Raw data =
* * * * *

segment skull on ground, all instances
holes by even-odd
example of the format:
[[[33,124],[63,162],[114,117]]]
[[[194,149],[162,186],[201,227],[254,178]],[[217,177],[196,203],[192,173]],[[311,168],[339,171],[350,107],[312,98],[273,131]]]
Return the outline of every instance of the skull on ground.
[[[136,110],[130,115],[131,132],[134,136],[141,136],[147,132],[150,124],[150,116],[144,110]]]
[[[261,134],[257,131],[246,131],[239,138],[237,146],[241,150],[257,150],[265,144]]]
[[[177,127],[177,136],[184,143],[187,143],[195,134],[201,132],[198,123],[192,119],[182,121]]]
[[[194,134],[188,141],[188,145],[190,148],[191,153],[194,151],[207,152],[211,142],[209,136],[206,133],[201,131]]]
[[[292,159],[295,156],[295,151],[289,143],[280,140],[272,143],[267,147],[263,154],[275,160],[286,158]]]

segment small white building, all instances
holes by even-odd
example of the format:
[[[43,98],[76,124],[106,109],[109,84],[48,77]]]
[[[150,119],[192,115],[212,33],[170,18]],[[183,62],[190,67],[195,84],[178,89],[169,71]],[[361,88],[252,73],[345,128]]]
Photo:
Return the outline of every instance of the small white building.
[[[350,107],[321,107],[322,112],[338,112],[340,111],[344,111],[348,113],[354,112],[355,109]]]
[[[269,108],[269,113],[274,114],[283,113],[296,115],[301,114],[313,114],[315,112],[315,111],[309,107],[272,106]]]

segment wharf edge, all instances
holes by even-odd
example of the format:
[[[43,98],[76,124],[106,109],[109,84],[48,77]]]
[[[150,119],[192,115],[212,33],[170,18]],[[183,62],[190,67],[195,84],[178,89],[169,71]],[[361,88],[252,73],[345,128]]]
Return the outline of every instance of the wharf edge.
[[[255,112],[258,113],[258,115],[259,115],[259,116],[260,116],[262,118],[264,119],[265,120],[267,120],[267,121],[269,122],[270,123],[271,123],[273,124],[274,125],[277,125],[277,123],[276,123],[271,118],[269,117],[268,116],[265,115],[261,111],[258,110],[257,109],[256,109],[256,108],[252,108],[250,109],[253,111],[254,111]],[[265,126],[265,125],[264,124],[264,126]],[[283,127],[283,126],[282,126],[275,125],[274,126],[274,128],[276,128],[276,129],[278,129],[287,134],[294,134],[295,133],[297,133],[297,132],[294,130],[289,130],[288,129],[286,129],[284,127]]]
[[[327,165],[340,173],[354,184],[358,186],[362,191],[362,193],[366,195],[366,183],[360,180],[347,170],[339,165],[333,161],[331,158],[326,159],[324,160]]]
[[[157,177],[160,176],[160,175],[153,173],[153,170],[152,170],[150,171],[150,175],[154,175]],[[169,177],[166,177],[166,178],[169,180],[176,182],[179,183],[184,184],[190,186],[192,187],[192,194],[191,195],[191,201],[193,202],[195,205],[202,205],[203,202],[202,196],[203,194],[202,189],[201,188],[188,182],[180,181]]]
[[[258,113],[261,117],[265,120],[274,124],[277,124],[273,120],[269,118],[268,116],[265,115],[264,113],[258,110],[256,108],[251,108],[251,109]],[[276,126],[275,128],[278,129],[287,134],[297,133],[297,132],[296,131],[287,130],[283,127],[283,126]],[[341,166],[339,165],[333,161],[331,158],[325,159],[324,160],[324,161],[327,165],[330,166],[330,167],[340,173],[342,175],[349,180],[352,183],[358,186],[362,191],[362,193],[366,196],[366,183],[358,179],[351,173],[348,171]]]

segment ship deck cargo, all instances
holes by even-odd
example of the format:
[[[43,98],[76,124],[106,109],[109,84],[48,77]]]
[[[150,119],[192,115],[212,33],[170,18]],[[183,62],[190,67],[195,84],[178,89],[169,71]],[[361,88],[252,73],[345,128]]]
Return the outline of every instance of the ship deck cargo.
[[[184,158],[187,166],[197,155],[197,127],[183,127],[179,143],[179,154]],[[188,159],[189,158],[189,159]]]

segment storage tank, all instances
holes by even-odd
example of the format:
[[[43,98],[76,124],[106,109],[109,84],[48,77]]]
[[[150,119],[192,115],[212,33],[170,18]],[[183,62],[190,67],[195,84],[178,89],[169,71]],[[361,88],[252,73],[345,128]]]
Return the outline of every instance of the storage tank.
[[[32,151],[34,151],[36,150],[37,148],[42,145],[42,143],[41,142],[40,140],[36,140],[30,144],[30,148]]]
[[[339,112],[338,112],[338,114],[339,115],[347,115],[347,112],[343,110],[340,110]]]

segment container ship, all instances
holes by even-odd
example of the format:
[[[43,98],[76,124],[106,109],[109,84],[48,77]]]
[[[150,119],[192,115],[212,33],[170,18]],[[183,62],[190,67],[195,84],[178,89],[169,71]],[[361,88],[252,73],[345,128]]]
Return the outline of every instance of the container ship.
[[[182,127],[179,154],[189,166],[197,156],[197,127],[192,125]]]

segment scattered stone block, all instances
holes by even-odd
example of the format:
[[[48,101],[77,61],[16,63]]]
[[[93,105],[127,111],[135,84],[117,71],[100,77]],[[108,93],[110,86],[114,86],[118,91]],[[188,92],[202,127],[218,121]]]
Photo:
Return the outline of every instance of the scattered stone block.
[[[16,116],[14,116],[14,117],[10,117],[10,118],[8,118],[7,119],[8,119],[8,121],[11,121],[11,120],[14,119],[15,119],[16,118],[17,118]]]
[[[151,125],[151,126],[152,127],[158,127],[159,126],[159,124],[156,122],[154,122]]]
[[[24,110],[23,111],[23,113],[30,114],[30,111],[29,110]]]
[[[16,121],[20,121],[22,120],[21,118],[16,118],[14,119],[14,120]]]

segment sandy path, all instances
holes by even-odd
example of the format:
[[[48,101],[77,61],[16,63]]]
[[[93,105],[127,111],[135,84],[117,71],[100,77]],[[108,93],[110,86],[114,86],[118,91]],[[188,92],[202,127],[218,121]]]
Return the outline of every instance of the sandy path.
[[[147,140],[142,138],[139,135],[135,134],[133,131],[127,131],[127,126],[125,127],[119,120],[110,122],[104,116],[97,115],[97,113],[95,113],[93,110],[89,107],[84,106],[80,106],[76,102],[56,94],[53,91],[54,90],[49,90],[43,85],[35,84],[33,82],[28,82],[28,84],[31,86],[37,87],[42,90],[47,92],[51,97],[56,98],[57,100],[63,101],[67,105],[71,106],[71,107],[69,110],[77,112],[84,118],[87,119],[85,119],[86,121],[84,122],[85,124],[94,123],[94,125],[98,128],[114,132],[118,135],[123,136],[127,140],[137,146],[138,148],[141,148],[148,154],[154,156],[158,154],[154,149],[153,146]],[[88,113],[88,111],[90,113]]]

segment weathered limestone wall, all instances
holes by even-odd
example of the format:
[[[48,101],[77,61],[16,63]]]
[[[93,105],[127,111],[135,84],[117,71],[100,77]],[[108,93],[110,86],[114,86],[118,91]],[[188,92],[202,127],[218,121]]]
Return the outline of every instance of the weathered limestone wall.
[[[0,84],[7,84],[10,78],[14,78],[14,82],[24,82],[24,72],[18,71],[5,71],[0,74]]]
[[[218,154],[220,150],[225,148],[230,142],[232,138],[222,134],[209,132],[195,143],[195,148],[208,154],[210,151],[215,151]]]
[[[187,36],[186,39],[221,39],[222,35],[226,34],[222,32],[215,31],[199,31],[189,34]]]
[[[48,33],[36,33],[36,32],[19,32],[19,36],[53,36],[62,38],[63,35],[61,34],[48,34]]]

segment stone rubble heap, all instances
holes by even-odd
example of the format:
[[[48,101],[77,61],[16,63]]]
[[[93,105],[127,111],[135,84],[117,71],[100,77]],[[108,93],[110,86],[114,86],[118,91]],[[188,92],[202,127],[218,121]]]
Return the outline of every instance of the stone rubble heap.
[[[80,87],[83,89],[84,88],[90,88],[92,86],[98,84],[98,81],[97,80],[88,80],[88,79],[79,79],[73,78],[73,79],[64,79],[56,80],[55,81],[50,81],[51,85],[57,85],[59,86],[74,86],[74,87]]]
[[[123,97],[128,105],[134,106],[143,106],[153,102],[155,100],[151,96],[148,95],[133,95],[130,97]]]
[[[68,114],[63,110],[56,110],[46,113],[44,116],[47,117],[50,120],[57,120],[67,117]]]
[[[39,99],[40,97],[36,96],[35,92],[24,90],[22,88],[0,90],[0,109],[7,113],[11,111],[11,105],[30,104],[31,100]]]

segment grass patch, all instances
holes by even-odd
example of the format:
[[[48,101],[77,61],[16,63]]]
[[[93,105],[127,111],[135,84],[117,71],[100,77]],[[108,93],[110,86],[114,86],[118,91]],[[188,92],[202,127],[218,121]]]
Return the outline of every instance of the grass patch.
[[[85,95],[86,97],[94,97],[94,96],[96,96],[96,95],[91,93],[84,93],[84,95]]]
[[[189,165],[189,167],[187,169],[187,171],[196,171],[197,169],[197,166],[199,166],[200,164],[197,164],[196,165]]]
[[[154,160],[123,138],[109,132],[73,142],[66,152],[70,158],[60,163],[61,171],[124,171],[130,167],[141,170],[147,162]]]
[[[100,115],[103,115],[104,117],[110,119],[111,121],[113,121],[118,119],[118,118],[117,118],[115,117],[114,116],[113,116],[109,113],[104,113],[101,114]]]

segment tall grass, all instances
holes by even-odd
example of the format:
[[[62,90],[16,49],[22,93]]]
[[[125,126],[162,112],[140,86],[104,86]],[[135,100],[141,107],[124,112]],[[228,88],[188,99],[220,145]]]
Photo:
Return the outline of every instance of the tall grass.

* * * * *

Rewrite the stretch from the line containing "segment stone rubble heap, all instances" through the end of the records, replacing "grass patch" with "lawn patch" and leaving everything else unchanged.

segment stone rubble heap, all instances
holes by even-odd
example of the format:
[[[48,101],[77,61],[16,63]]]
[[[93,105],[127,111],[135,84],[117,71],[100,77]],[[108,93],[110,86],[114,86],[118,91]],[[188,92],[202,127],[218,121]]]
Return the outline of every instance of the stone rubble heap.
[[[80,87],[83,89],[84,88],[90,88],[92,86],[98,84],[98,81],[97,80],[88,80],[88,79],[79,79],[73,78],[73,79],[64,79],[56,80],[55,81],[50,81],[51,85],[57,85],[59,86],[74,86],[74,87]]]
[[[123,97],[128,105],[134,106],[143,106],[153,102],[155,100],[151,96],[148,95],[133,95],[130,97]]]
[[[68,114],[63,110],[56,110],[46,113],[44,116],[47,117],[50,120],[57,120],[67,117]]]
[[[39,99],[40,97],[36,96],[35,92],[24,90],[22,88],[0,90],[0,109],[7,113],[11,111],[11,105],[30,104],[31,100]]]

segment lawn patch, all instances
holes by even-odd
example of the format:
[[[48,101],[77,61],[16,63]]]
[[[93,105],[127,111],[135,84],[117,71],[100,77]],[[108,93],[110,86],[114,86],[118,91]],[[188,92],[202,127],[218,121]]]
Return the outline of every instance of the lawn patch.
[[[85,95],[86,97],[94,97],[94,96],[96,96],[96,95],[91,93],[84,93],[84,95]]]
[[[189,165],[189,167],[187,169],[187,171],[196,171],[197,169],[197,166],[199,166],[200,164],[197,164],[196,165]]]
[[[154,160],[123,138],[109,132],[73,142],[66,152],[70,158],[60,163],[61,171],[124,171],[130,167],[141,170],[147,162]]]
[[[100,115],[103,115],[104,117],[110,119],[111,121],[113,121],[118,119],[118,118],[117,118],[115,117],[114,116],[113,116],[109,113],[104,113],[101,114]]]

segment tall grass, all instances
holes by even-odd
example of the format:
[[[62,90],[16,49],[22,93]]]
[[[125,126],[162,112],[140,86],[104,86]],[[135,100],[141,107],[124,112]],[[228,88],[188,99],[220,145]]]
Photo:
Return the outline of every instance of the tall grass.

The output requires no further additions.